> ARTICLE:
Okay. That's fair enough. And a follow-up question the BCOs, you guys are doing a pretty good job at a truck. Can you talk about this current environment and what you expect going forward?
Yes. Jason, this is Joe. It's -- we as you know grew 38 BCO trucks in the quarter and we're looking to do something similar in the second quarter, the way it is looking here at the end of April. There is a strong pipeline of candidates that we're looking at continuously, but there's a little bit of churn going on and you kind of get that anytime there's this demand/supply dynamic change, pricing change so that tends to occur. So our growth will be a little bit slower than it was in the last couple of years, but nonetheless growth probably in that 25 to 50 range in Q2.
Okay. I appreciate the time as always gentlemen. Thank you.
Yes.
Thank you. Our next question comes from Amit Mehrotra of Deutsche Bank. Your line is now open.
Thanks, operator. Hi, everybody. Thanks for taking my question. Jim, I guess in the past or more recently, you've been willing to comment on earnings expectations for the company in terms of your confidence in meeting those expectations. Obviously, the pricing environment you mentioned, March not being as strong as you would've thought, and incrementally weaker pricing environment. I’m wondering if you could comment on expectations have come down a little bit, they are $6.40. How do you think about the company's setup in that pricing environment relative to those expectations?
I think -- the pricing is down, but I don't think it's down where we wouldn't be within -- I think the Street estimate is $6.41. We're comfortable with that $6.41.
Okay. Great.
Yeah, we're comfortable.
All right. Thanks. And then, with respect to, I guess the Landstar model, one of the hallmarks is the variable cost structure. You might not capture all the upside or do not as much operating leverage in the good times, but there is obviously not as many issues with the decremental margins on the weak environment. There is some noise this year with respect to stock comp incentive-related expenses. But if you just kind of normalize for that, I guess this is going back to Jack's question, but how should we think about the EBIT margin? Should the rate of change in terms of decelerating revenue accelerate, maybe revenue down, if you can just educate us on kind of how the model is positioned in that kind of environment from an EBIT margin perspective?
So you're talking about on a downward trend, and how it impacts us? I think what we talk about is if we hit our targets, there's about an $8 million ICP payout. Our plan works it if we hit -- there is a lower level where we can actually pay half of that if we hit, which is slightly below target.
I'm sorry. I'm not asking about that. I apologize. I'm really asking about just the overall consolidated profitability of the model in a down gross revenue environment, and that's really what I'm looking at here.
What is the question?
Whether the gross revenue stop?
That's what I understood.
I'm sorry. Maybe...
We're not following your question.
I apologize. If gross revenue, if volume and pricing are negative, how should gross margins and EBIT margins trend given the variability of the cost structure?
It depends on how far pricing goes down obviously, but we do have the cost tailwinds that will offset that to a degree and the share buybacks.
Okay. I'll take it off-line. And then just lastly from me, wondering if there were any headwinds on the quarter from lower business, from customers that operate in the e-commerce arena. There's been some developments on re-sourcing or in-sourcing. Wondering if you felt any of that in the quarter that you want to call out or something like that?
Amit, this is Pat. I think -- I know what you're referring to, and that is not an account that we did a lot of business with and so the impact was not felt in the first quarter at all.

> RECORDS SHOWN:
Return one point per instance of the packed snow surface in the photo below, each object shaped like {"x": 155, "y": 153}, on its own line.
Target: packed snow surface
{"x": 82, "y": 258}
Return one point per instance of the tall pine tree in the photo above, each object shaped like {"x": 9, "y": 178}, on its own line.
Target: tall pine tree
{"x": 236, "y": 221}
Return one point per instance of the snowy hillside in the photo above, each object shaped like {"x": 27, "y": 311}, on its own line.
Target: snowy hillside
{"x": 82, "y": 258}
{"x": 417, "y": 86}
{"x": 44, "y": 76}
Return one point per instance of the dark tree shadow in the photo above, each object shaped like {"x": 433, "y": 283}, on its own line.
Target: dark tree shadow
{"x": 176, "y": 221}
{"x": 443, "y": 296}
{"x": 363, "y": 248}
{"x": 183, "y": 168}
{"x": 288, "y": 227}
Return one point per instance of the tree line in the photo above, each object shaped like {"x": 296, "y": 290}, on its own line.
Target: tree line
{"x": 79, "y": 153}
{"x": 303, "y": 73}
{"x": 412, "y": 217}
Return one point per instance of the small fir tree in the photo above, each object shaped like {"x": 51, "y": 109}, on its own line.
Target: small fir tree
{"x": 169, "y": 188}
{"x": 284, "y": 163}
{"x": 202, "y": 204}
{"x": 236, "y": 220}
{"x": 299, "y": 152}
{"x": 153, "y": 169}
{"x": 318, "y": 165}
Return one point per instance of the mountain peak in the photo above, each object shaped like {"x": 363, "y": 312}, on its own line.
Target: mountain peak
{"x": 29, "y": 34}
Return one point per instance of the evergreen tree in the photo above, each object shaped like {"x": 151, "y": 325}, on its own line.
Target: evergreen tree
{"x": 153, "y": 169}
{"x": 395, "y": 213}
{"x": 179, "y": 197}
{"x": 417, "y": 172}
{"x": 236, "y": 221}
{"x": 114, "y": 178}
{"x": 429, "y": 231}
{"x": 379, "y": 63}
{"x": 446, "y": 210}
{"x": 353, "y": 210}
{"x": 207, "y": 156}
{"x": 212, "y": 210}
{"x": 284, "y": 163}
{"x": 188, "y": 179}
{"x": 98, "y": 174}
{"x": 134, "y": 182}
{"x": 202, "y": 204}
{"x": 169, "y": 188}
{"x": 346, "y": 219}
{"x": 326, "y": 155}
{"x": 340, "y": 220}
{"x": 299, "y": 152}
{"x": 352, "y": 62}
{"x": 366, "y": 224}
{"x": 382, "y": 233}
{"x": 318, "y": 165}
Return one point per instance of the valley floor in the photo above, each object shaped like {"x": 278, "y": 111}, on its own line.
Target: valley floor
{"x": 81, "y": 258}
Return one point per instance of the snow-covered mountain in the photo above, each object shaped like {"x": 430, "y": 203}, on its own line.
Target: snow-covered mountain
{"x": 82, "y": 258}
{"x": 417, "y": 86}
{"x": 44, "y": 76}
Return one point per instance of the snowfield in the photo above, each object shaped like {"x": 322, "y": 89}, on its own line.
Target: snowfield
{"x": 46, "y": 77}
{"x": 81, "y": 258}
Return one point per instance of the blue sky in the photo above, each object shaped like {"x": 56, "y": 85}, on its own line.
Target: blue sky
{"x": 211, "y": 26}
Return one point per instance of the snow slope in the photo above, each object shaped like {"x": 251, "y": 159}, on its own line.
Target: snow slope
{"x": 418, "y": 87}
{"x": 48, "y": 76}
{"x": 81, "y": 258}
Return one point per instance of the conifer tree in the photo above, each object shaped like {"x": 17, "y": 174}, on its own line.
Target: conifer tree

> PROMPT A: From the call transcript, return the passage starting with "Okay. I'll take" and going on through "quarter at all.".
> PROMPT B:
Answer these questions using the call transcript:
(i) How many BCO trucks did the company grow in the quarter?
(ii) What Street estimate does the company say it is comfortable with?
(iii) About how large an ICP payout is mentioned if the company hits its targets?

> SOLUTION A:
Okay. I'll take it off-line. And then just lastly from me, wondering if there were any headwinds on the quarter from lower business, from customers that operate in the e-commerce arena. There's been some developments on re-sourcing or in-sourcing. Wondering if you felt any of that in the quarter that you want to call out or something like that?
Amit, this is Pat. I think -- I know what you're referring to, and that is not an account that we did a lot of business with and so the impact was not felt in the first quarter at all.

> SOLUTION B:
(i) 38
(ii) $6.41
(iii) About $8 million